* **EXTRACT**

(begin)

See the 4 recommendations in the paper, the first of which includes the following: The world needs us to be the church in ways that express the power of the Holy Spirit at an unprecedented time. This involves more than advocacy and activism. It includes deeper levels of pastoral guidance, innovative visions of financial and environmental stewardship, and strategic planning on every level of the church based on creative ways of organizing ourselves with spiritual and ecological vision. The world is desperately looking for faith in God, confidence in our institutions to carry us through this crisis, and truthfulness about the realities of life. The younger generation, especially, needs that from us now for their sake and for the world’s sake. The good news is that we already know how to do much of what needs to be done – and about what we don’t know, Jesus will show us the way.’

ACC resolution 16.08 Response to Climate Change (passed at ACC-16) includes…

The ACC:

  1. encourages Anglicans everywhere to join in pastoral, priestly, and prophetic action as we seek together the redemption of all things in Christ by:
    a. praying and fasting, including special fasts on the first day of each month and a ‘carbon fast’ during Lent (see here: https://prayandfastfortheclimate.org.uk/resources/)

(end)

* **GIVEN PROBLEM 1**
Pull out every line of the rows that contains the string "building".
The church climate excerpt and the rows have no connection to each other.

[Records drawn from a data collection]

(begin)

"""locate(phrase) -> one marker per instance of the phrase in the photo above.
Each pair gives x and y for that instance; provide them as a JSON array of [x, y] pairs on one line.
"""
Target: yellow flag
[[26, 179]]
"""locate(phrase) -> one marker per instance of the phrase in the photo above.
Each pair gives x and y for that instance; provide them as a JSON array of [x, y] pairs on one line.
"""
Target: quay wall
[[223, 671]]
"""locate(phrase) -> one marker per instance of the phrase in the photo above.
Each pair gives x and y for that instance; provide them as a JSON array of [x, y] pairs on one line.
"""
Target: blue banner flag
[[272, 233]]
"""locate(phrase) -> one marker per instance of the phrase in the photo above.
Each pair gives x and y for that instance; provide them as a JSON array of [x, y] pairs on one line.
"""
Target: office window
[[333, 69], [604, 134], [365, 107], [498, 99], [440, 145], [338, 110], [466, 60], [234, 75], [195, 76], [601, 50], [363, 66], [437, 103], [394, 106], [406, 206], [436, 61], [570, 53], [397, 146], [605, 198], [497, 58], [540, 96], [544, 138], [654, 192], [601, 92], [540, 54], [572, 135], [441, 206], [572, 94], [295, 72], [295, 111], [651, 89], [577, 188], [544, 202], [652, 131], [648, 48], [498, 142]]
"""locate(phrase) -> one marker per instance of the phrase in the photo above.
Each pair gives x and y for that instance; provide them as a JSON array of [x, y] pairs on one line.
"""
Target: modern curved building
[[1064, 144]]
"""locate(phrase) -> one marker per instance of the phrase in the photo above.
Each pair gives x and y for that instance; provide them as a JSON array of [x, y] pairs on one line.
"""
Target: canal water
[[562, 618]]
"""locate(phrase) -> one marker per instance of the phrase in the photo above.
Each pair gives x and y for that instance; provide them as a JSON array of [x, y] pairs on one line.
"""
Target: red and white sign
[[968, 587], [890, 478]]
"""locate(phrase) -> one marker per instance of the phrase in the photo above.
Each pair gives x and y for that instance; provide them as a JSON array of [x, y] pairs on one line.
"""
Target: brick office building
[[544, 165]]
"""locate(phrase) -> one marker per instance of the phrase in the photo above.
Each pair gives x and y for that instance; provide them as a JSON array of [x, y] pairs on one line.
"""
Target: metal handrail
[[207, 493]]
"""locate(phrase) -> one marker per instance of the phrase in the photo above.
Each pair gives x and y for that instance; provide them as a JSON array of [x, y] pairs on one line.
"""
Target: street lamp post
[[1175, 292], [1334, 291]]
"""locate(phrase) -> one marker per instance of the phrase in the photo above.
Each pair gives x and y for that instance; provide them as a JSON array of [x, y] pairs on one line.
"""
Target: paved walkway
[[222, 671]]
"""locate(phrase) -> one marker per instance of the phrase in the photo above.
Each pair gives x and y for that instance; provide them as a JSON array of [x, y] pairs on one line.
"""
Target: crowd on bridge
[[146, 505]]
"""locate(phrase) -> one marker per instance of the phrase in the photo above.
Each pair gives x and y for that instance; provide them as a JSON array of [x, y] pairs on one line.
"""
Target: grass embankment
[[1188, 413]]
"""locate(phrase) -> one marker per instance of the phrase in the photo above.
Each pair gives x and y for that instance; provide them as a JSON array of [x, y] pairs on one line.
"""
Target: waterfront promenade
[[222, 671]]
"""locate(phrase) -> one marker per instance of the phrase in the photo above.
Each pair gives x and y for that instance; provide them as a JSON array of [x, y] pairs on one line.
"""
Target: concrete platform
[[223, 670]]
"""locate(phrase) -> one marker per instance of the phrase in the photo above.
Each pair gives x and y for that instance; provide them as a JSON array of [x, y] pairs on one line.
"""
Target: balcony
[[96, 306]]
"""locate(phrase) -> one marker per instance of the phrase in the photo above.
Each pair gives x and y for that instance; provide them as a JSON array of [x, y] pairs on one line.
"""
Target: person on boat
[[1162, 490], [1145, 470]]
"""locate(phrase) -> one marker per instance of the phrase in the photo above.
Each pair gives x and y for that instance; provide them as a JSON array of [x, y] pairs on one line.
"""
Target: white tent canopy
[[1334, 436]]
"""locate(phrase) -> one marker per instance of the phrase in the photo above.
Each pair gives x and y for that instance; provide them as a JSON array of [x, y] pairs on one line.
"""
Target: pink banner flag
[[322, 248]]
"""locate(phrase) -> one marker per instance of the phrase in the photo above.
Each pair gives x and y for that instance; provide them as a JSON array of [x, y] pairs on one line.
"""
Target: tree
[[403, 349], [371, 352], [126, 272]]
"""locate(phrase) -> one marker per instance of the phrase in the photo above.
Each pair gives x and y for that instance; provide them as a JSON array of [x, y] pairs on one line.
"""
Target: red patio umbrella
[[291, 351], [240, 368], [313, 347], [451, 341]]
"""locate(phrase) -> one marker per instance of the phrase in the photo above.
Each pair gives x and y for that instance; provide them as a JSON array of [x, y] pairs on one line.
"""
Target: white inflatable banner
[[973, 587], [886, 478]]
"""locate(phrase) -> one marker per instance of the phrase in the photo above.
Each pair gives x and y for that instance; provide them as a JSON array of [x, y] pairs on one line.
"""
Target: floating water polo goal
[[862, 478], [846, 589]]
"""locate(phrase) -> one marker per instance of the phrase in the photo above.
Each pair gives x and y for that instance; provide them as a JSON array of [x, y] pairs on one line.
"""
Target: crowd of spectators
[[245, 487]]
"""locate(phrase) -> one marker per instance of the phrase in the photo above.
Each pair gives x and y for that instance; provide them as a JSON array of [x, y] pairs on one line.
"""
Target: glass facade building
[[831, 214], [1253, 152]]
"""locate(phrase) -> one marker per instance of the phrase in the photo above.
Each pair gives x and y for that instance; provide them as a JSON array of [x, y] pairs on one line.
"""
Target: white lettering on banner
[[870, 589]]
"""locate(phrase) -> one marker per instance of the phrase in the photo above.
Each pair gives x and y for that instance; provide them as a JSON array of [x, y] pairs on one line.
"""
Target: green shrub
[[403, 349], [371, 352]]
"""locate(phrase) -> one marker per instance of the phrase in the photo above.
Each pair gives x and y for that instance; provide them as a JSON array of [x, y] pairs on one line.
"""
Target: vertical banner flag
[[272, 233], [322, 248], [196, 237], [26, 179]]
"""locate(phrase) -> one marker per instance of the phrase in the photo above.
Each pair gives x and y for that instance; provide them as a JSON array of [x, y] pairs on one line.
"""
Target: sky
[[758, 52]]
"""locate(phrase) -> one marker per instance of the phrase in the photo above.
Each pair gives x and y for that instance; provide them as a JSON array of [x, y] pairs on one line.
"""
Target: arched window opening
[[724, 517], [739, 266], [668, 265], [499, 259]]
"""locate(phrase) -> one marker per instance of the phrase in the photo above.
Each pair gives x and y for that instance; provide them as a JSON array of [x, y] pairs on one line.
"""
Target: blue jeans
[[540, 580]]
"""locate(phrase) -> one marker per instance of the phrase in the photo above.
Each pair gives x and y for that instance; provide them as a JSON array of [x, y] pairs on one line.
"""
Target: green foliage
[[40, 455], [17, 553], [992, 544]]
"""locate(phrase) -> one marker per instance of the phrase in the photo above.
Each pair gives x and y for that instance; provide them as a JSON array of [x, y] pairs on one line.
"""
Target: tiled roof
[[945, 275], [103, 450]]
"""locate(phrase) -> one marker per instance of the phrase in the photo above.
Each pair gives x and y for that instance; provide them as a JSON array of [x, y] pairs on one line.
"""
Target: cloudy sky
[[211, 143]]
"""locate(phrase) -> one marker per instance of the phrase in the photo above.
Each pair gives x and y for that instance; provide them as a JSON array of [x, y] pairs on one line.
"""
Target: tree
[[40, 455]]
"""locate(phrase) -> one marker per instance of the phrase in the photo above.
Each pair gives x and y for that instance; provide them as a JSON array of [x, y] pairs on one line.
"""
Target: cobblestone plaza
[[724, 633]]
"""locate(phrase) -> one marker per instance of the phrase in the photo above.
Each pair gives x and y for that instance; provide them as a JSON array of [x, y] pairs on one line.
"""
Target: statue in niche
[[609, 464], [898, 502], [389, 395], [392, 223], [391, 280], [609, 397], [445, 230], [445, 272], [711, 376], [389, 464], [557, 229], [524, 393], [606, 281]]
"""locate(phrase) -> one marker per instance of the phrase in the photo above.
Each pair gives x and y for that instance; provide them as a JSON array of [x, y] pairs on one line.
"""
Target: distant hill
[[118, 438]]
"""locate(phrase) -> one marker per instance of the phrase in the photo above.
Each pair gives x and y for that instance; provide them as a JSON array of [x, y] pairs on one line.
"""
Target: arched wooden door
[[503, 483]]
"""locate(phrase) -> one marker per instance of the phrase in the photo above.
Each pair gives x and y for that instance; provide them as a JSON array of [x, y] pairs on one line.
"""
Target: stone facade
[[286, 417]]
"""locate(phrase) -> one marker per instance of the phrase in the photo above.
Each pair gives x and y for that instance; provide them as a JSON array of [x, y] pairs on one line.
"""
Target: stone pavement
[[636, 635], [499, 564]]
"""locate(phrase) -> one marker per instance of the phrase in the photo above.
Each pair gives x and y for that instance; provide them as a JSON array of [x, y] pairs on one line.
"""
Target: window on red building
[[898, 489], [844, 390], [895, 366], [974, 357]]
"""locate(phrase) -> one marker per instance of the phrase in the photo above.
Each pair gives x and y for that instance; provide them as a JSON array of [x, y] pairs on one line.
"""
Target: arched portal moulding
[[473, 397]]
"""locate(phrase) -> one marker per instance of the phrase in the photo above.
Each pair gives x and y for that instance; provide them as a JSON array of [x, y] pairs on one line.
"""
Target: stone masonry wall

(end)

* **GIVEN PROBLEM 2**
Extract the church climate excerpt in full, reproducing it word for word.

* **ANSWER 1**
Target: modern curved building
Target: brick office building
Target: glass facade building
Target: window on red building

* **ANSWER 2**
See the 4 recommendations in the paper, the first of which includes the following: The world needs us to be the church in ways that express the power of the Holy Spirit at an unprecedented time. This involves more than advocacy and activism. It includes deeper levels of pastoral guidance, innovative visions of financial and environmental stewardship, and strategic planning on every level of the church based on creative ways of organizing ourselves with spiritual and ecological vision. The world is desperately looking for faith in God, confidence in our institutions to carry us through this crisis, and truthfulness about the realities of life. The younger generation, especially, needs that from us now for their sake and for the world’s sake. The good news is that we already know how to do much of what needs to be done – and about what we don’t know, Jesus will show us the way.’

ACC resolution 16.08 Response to Climate Change (passed at ACC-16) includes…

The ACC:

  1. encourages Anglicans everywhere to join in pastoral, priestly, and prophetic action as we seek together the redemption of all things in Christ by:
    a. praying and fasting, including special fasts on the first day of each month and a ‘carbon fast’ during Lent (see here: https://prayandfastfortheclimate.org.uk/resources/)